For this exercise, set down all the records exactly as given.

> [Dataset entries]

- Opening Delimiter -

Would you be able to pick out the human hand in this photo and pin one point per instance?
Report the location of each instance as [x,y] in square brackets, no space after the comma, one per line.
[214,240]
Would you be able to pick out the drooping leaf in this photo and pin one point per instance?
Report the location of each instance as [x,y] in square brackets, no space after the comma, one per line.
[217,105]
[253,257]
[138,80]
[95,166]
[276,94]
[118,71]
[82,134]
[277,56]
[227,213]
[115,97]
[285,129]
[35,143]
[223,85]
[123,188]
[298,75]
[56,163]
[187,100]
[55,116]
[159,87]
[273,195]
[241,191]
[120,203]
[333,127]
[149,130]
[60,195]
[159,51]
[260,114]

- Closing Delimiter -

> [Exercise answer]
Would you be able to pick out the human hand in this photo and pin one point per instance?
Report the location of each instance as [x,y] in square brackets, no space after the comma, one per line.
[214,240]
Would you be able to pick out the drooping leaf in this photo and pin one point per instance?
Report the location of each instance as [x,y] in square brackets, no space after the comma, one per line.
[217,105]
[253,257]
[138,80]
[95,166]
[276,94]
[118,71]
[82,134]
[277,56]
[227,213]
[115,97]
[285,129]
[35,143]
[223,85]
[123,188]
[298,75]
[56,163]
[187,100]
[55,116]
[159,87]
[273,195]
[241,191]
[120,203]
[333,127]
[149,130]
[60,195]
[159,51]
[260,114]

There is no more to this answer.